(TASK): Extract the lines starting at the one containing "In the picture above, where can the flower" and ending at the one containing "(897, 1063)", reproducing them without any change.

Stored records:
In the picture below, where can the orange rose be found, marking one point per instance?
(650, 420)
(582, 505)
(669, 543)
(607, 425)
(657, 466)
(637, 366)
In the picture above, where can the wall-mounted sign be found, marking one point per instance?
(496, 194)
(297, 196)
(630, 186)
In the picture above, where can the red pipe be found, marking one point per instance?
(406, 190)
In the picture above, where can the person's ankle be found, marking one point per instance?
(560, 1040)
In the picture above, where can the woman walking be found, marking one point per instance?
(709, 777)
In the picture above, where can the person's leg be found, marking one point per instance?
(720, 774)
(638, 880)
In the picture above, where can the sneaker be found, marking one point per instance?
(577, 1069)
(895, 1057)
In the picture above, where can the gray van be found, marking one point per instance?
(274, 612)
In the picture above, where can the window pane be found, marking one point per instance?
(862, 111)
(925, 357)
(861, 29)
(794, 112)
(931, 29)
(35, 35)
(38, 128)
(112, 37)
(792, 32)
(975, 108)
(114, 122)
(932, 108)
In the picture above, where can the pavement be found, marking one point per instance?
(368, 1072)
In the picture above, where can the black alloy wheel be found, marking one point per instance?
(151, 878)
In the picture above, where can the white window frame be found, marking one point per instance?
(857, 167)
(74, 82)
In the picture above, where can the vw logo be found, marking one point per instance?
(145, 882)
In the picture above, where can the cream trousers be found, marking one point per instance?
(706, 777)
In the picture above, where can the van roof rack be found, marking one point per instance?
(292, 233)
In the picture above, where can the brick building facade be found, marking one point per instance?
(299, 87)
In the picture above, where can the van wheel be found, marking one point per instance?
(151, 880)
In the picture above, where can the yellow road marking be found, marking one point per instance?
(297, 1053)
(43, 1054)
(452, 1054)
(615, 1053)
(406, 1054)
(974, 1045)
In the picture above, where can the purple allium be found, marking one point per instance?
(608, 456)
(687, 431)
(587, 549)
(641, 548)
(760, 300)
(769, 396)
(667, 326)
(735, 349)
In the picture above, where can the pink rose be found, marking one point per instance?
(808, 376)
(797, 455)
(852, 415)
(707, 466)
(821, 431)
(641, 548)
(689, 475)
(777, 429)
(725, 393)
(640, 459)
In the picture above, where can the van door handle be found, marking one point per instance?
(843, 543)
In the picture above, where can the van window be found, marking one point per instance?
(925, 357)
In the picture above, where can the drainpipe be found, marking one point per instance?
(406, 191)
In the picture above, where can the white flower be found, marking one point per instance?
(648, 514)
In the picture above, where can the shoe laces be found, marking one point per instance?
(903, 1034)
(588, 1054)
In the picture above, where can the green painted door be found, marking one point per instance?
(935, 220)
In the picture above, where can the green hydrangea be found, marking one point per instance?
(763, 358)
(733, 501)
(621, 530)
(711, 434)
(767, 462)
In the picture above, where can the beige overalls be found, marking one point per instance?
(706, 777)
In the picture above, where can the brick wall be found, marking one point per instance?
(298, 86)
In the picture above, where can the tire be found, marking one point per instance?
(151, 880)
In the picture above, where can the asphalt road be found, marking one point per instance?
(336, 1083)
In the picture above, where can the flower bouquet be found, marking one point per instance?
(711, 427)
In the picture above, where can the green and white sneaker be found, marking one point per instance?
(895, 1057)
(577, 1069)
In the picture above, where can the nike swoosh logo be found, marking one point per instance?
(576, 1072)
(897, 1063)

---

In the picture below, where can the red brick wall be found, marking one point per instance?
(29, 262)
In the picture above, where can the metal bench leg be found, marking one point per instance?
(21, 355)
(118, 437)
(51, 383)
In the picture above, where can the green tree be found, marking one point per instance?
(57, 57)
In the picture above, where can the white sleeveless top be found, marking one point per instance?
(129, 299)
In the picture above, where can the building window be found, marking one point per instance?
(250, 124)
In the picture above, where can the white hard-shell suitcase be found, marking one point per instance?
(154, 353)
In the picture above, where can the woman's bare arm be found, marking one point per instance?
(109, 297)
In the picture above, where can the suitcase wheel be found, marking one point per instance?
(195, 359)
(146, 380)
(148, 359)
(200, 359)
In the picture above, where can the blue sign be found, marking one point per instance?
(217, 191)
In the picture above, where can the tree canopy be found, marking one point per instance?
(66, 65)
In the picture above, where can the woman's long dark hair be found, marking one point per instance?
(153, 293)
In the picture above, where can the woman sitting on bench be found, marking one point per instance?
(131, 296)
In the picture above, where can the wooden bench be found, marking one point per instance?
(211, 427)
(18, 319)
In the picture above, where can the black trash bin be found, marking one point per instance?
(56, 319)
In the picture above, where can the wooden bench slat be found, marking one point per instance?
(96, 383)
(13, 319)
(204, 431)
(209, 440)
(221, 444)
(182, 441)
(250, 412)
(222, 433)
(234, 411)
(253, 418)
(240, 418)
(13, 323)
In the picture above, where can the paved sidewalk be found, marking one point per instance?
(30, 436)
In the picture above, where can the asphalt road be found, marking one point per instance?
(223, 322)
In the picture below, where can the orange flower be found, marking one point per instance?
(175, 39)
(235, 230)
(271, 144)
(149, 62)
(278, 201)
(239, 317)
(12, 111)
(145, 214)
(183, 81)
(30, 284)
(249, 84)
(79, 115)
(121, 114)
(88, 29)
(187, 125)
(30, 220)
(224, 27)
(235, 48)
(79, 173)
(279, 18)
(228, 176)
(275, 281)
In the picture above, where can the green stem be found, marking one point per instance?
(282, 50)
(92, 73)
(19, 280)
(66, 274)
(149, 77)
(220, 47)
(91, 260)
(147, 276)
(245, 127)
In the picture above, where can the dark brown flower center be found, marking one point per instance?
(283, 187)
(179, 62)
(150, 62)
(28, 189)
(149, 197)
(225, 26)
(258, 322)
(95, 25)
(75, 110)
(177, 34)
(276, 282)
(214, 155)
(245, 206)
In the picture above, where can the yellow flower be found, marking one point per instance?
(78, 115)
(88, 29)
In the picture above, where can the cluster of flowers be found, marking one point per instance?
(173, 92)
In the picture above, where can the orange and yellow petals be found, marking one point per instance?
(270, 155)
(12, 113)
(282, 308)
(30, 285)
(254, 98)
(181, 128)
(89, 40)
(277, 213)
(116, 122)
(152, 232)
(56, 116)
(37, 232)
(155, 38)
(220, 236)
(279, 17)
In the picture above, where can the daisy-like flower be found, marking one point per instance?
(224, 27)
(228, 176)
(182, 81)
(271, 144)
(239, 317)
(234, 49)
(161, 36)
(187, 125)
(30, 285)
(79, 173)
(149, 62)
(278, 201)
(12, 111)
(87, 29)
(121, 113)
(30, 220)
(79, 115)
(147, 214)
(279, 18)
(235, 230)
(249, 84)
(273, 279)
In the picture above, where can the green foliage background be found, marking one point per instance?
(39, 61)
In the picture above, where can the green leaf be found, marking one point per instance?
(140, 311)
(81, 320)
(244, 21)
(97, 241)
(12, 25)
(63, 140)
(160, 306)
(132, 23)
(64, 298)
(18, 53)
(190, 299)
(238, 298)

(ANSWER FOR THIS EXERCISE):
In the picture above, where can the flower bouquet be found, marking one point per instance?
(711, 427)
In the picture above, where can the green and white sneaker be found, marking one point per instance?
(895, 1057)
(577, 1069)
In the picture above, where can the nike swoosh logo be found, marking one point per instance?
(576, 1072)
(897, 1063)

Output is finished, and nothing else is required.